[Data in this exercise Boundary: Start]

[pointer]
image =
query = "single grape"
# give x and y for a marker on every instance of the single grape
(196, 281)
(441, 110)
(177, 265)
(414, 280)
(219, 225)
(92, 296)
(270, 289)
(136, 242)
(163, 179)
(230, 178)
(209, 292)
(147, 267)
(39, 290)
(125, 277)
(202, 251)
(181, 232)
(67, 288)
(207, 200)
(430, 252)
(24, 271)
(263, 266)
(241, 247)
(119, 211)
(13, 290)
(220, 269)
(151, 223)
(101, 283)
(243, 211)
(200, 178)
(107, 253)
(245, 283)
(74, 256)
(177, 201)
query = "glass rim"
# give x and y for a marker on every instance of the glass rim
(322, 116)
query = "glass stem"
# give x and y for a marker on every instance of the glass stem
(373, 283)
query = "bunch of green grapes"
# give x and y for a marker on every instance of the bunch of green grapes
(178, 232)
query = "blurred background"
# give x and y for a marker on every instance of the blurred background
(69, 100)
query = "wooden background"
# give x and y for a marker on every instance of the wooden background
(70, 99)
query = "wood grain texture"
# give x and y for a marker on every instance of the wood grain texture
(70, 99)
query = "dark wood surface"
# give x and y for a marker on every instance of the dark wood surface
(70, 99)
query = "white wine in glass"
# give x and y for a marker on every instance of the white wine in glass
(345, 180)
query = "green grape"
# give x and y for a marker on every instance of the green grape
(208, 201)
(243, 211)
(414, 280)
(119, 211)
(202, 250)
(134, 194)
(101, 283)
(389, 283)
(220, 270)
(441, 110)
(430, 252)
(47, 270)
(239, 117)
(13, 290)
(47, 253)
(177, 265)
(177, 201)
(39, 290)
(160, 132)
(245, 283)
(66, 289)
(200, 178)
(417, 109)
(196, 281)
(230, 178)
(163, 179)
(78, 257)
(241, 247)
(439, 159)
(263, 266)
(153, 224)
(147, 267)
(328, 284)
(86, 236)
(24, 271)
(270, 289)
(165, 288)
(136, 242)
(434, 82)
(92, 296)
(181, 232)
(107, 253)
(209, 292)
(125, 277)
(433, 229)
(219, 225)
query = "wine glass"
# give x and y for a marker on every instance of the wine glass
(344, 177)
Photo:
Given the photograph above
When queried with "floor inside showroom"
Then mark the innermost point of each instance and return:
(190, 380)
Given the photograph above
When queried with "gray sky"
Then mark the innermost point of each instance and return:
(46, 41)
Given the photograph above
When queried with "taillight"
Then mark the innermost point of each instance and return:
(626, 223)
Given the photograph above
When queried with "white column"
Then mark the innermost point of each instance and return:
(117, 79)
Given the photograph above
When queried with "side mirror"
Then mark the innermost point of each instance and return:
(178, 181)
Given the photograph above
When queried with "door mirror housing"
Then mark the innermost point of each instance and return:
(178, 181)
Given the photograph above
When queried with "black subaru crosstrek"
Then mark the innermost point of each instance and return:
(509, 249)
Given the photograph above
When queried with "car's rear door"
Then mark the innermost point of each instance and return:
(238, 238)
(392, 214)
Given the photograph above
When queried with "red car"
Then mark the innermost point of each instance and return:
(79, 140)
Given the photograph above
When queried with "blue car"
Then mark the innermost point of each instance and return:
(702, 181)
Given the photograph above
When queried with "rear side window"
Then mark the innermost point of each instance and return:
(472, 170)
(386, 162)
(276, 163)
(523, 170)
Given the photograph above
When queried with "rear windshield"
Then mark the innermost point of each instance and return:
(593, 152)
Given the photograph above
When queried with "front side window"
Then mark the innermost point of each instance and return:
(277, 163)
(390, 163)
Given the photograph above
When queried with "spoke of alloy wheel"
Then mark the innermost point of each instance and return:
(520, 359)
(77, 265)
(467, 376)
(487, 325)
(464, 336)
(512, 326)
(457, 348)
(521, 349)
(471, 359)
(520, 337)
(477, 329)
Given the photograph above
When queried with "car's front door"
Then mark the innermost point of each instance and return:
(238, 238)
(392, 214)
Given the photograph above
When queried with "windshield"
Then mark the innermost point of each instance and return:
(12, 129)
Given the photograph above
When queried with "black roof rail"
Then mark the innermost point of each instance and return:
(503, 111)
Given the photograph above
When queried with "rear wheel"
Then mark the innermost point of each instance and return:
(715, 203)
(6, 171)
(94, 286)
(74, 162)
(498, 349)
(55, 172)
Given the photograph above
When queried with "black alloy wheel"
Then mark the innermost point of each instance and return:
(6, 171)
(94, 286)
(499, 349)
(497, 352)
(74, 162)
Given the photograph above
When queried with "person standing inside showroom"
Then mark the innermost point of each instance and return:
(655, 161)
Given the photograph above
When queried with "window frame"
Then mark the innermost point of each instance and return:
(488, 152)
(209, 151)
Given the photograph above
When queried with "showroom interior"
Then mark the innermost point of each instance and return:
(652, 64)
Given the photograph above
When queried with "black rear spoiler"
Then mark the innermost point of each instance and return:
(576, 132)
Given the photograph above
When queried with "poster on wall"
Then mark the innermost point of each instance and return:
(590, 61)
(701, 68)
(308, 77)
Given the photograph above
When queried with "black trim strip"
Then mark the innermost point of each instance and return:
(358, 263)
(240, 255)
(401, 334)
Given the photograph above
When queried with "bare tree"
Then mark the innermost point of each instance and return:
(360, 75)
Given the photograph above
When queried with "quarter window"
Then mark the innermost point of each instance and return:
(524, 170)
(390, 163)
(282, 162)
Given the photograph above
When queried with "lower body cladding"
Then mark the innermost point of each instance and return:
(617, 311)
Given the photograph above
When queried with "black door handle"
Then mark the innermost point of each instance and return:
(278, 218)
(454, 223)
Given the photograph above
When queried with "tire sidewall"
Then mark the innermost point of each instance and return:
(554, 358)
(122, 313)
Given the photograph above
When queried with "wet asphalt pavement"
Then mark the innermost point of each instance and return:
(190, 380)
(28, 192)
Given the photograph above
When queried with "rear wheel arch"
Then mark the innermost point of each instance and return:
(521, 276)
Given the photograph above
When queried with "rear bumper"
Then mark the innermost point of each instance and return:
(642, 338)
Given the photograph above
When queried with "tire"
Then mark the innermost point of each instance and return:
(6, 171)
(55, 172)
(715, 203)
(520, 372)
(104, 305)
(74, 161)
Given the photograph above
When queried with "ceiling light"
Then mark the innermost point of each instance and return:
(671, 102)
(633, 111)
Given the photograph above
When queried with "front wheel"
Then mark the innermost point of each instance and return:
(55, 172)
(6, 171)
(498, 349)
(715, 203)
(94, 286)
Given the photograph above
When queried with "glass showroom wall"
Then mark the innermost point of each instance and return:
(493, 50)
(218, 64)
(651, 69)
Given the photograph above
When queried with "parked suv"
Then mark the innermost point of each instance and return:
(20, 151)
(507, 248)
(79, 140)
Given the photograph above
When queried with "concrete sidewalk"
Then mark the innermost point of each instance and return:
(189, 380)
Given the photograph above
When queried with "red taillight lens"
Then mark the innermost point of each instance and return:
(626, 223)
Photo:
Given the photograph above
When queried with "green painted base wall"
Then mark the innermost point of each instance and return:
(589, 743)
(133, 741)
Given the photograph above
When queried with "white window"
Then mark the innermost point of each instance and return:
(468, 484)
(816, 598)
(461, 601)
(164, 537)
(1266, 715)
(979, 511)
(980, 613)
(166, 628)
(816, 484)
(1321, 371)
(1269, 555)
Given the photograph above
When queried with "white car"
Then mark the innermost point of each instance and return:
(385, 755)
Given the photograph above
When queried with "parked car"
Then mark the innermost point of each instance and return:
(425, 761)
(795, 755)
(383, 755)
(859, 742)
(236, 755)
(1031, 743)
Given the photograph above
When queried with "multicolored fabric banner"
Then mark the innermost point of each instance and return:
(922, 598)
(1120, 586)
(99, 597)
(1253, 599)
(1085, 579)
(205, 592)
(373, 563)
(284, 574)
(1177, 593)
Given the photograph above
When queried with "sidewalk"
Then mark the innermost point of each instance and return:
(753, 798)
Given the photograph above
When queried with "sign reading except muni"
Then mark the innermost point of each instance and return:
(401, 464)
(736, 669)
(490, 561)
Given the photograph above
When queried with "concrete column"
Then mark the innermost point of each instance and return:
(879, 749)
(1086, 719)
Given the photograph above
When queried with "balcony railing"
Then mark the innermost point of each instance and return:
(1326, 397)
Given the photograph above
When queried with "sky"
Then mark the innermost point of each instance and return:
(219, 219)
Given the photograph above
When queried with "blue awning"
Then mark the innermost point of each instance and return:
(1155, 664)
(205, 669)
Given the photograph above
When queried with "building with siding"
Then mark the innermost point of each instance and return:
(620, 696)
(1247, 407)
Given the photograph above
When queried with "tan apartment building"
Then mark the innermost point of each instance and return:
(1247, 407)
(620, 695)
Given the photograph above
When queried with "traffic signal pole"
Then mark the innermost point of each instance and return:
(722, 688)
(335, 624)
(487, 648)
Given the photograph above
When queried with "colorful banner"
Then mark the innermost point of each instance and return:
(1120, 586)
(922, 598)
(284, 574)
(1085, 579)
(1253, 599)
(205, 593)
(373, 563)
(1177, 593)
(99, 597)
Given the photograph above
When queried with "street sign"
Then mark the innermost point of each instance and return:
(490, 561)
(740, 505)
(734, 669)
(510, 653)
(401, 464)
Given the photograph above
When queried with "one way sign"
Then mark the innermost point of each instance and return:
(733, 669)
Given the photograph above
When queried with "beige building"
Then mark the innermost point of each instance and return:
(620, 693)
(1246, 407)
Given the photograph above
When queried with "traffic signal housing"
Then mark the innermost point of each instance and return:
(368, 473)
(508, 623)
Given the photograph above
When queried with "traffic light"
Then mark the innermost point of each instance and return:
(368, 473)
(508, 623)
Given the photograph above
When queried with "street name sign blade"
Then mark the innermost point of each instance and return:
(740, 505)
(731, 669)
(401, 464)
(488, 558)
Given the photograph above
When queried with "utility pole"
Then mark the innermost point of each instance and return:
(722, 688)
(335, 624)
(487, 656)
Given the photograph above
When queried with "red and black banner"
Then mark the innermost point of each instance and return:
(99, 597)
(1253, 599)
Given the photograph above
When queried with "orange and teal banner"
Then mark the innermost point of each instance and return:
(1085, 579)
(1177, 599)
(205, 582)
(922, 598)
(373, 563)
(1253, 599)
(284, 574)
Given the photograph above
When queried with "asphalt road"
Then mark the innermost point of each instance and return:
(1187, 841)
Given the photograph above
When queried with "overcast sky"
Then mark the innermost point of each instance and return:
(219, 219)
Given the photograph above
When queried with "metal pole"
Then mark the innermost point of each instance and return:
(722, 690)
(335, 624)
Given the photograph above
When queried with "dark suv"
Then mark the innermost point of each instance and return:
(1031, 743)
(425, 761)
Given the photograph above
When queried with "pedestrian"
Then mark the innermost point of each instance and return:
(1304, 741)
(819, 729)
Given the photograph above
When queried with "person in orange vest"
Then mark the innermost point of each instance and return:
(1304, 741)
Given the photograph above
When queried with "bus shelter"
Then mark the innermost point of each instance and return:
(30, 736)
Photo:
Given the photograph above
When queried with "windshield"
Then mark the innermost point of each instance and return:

[Data in this exercise Boundary: End]

### Problem requirements
Find the lines above holding the word "query" and show them.

### Problem solution
query = "single grape"
query = "glass rim"
query = "glass stem"
query = "bunch of green grapes"
query = "blurred background"
query = "wooden background"
query = "wood grain texture"
query = "dark wood surface"
query = "white wine in glass"
query = "green grape"
query = "wine glass"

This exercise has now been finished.